» **To do**
When you reach the line that has "An AR overlay system needs to highlight the bowl" in the material below, reproduce it and each line after it exactly, through the last one.

» **Exercise data**
################

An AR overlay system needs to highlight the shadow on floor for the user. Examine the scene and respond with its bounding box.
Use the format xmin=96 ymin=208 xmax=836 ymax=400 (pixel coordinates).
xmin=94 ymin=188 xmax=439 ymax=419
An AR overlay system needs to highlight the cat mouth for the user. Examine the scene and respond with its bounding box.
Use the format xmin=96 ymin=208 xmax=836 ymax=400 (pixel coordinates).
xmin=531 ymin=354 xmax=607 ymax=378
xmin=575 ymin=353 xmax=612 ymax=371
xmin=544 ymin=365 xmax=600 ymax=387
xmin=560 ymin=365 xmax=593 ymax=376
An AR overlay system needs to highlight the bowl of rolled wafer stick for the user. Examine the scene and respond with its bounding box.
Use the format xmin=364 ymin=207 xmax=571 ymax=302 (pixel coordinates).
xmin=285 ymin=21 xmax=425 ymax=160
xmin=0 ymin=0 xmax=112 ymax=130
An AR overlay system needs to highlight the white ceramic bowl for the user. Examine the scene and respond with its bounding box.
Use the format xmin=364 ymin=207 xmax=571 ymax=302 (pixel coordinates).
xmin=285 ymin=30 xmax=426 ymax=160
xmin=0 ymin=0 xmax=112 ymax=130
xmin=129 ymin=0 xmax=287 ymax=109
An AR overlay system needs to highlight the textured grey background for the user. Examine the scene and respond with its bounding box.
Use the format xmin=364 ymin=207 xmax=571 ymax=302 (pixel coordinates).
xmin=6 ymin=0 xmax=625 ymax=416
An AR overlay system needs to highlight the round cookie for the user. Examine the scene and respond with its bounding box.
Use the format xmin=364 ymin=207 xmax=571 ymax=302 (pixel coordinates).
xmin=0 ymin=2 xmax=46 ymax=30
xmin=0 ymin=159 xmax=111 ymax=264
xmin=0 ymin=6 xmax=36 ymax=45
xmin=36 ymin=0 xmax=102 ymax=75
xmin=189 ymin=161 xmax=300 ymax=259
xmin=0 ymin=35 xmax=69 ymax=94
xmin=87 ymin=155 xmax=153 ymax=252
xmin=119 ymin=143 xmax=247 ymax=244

################

» **Response to this exercise**
An AR overlay system needs to highlight the bowl of rolled wafer stick for the user. Examine the scene and respond with its bounding box.
Use the format xmin=364 ymin=207 xmax=571 ymax=302 (pixel coordinates).
xmin=285 ymin=21 xmax=425 ymax=160
xmin=0 ymin=0 xmax=112 ymax=130
An AR overlay system needs to highlight the white ceramic bowl for the user. Examine the scene and respond with its bounding box.
Use the format xmin=364 ymin=207 xmax=571 ymax=302 (pixel coordinates).
xmin=285 ymin=30 xmax=426 ymax=160
xmin=0 ymin=0 xmax=112 ymax=130
xmin=129 ymin=0 xmax=287 ymax=109
An AR overlay system needs to highlight the textured grey background for the user. Examine the scene and respond with its bounding box.
Use the format xmin=364 ymin=207 xmax=571 ymax=302 (pixel coordinates).
xmin=6 ymin=0 xmax=625 ymax=416
An AR overlay system needs to highlight the round cookie for the user. Examine the scene and respond with its bounding box.
Use the format xmin=364 ymin=207 xmax=571 ymax=302 (pixel coordinates).
xmin=0 ymin=2 xmax=46 ymax=30
xmin=0 ymin=159 xmax=111 ymax=264
xmin=0 ymin=6 xmax=36 ymax=45
xmin=36 ymin=0 xmax=102 ymax=75
xmin=189 ymin=161 xmax=300 ymax=259
xmin=0 ymin=35 xmax=69 ymax=94
xmin=87 ymin=155 xmax=153 ymax=252
xmin=119 ymin=143 xmax=247 ymax=244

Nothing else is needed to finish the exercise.